### Task
An exact copy of each record is required.

### Input material
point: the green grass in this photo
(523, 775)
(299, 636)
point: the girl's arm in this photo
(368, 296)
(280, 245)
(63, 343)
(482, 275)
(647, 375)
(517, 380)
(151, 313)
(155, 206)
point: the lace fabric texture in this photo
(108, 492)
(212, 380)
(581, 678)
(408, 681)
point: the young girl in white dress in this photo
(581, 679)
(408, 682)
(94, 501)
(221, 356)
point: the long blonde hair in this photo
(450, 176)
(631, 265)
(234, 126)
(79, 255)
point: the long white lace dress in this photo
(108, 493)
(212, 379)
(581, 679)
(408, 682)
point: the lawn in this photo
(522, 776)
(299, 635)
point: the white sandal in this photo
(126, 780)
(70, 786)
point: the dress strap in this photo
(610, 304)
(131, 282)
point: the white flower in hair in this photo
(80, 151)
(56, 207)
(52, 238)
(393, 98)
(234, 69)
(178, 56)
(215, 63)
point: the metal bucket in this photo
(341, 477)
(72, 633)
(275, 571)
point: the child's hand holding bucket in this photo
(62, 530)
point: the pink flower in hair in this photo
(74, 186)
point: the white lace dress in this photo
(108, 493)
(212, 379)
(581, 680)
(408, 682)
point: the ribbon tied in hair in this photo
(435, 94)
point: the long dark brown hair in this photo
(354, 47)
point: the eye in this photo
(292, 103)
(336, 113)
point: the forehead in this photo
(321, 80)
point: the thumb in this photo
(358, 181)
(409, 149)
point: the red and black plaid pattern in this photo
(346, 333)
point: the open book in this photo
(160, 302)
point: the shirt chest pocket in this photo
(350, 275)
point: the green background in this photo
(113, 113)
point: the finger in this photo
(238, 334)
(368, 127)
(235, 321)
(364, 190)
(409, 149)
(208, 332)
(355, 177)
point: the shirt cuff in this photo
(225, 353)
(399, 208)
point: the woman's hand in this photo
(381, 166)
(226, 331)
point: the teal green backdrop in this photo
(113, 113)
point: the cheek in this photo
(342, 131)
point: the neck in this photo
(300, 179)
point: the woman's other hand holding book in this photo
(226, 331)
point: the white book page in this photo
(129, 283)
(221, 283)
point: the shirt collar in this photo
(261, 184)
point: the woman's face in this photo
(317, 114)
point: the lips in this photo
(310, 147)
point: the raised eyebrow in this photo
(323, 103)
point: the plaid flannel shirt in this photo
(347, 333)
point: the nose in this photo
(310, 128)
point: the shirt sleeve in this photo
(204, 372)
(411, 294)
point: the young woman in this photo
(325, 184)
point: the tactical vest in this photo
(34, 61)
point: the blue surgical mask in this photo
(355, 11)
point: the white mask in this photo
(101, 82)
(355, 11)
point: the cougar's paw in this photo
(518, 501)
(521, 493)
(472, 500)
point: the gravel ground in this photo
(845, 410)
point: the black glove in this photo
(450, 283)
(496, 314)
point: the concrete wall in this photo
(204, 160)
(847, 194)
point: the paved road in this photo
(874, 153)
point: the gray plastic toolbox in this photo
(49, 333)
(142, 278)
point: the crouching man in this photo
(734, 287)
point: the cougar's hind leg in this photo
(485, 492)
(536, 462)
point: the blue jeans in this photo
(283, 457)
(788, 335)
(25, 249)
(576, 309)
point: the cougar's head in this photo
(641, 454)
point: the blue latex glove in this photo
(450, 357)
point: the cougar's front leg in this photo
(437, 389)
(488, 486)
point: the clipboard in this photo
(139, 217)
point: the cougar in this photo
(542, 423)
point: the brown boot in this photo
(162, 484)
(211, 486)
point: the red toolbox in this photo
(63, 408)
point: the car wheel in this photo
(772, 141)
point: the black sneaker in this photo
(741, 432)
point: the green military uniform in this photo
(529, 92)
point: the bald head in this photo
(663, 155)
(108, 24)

### Worked solution
point: the green grass in this photo
(523, 775)
(299, 636)
point: the girl's arm in this photo
(368, 296)
(280, 245)
(63, 343)
(482, 275)
(647, 375)
(517, 380)
(151, 313)
(155, 206)
point: the lace fabric texture in this photo
(108, 492)
(212, 380)
(581, 678)
(408, 681)
point: the young girl in white dress in this photo
(581, 679)
(408, 682)
(94, 501)
(221, 356)
point: the long blonde hair in this photo
(450, 176)
(631, 265)
(234, 126)
(79, 255)
point: the long white lace dress in this photo
(108, 493)
(212, 379)
(581, 679)
(408, 682)
point: the lawn in this photo
(522, 776)
(299, 635)
point: the white sandal in this photo
(126, 780)
(70, 786)
point: the dress strap in this photo
(610, 304)
(131, 282)
point: the white flower in hair in this photo
(80, 151)
(56, 207)
(52, 238)
(393, 98)
(234, 69)
(178, 56)
(215, 63)
point: the metal bucket in this photo
(341, 477)
(72, 633)
(275, 571)
point: the child's hand holding bucket in this photo
(62, 530)
point: the pink flower in hair in this photo
(74, 186)
point: the white lace dress in this photo
(108, 493)
(212, 379)
(581, 680)
(408, 682)
point: the ribbon tied in hair in this photo
(435, 94)
point: the long dark brown hair in this photo
(354, 47)
point: the eye in this photo
(292, 103)
(336, 113)
point: the forehead in this photo
(321, 80)
point: the thumb in this photo
(358, 181)
(409, 149)
point: the red and black plaid pattern in this photo
(346, 333)
point: the open book in this photo
(160, 302)
point: the shirt chest pocket in this photo
(350, 275)
point: the green background in this photo
(113, 113)
point: the finger in this photo
(238, 334)
(368, 127)
(235, 321)
(364, 190)
(409, 149)
(208, 332)
(355, 177)
point: the shirt cuff in this photo
(225, 353)
(399, 208)
point: the woman's hand in this photo
(381, 166)
(226, 331)
point: the teal green backdrop in this photo
(113, 113)
point: the cheek in this photo
(342, 131)
point: the neck in this photo
(300, 179)
point: the woman's other hand holding book in this photo
(226, 331)
point: the white book page in this photo
(129, 283)
(221, 283)
point: the shirt collar in this photo
(261, 184)
point: the woman's face in this photo
(317, 114)
point: the lips in this photo
(310, 147)
point: the raised eyebrow in this photo
(323, 103)
point: the plaid flannel shirt in this photo
(347, 333)
point: the nose in this photo
(310, 128)
point: the shirt sleeve in this photo
(204, 372)
(411, 294)
point: the young woman in this photo
(325, 184)
point: the tactical vest in this photo
(34, 61)
point: the blue surgical mask in this photo
(355, 11)
point: the white mask in this photo
(101, 82)
(355, 11)
point: the cougar's paw in this photo
(518, 501)
(521, 493)
(472, 500)
point: the gravel ground in this photo
(845, 410)
point: the black glove in this photo
(450, 283)
(496, 314)
point: the concrete wall in this photo
(204, 160)
(847, 194)
point: the paved road in this photo
(874, 153)
point: the gray plastic toolbox in this photo
(49, 333)
(142, 278)
point: the crouching man in this photo
(734, 287)
point: the cougar's hind leg in this photo
(485, 492)
(536, 462)
point: the blue jeans in this photo
(283, 457)
(788, 335)
(25, 249)
(576, 309)
point: the cougar's head in this photo
(641, 454)
point: the blue latex glove in this photo
(450, 357)
point: the cougar's front leg in this photo
(437, 389)
(488, 486)
point: the clipboard in this photo
(139, 217)
point: the cougar in this photo
(542, 423)
point: the brown boot in this photo
(162, 484)
(211, 486)
point: the red toolbox in this photo
(63, 408)
point: the car wheel in this photo
(772, 141)
point: the black sneaker in this photo
(741, 432)
point: the green military uniform in this photo
(529, 92)
point: the bald head in this photo
(663, 155)
(108, 24)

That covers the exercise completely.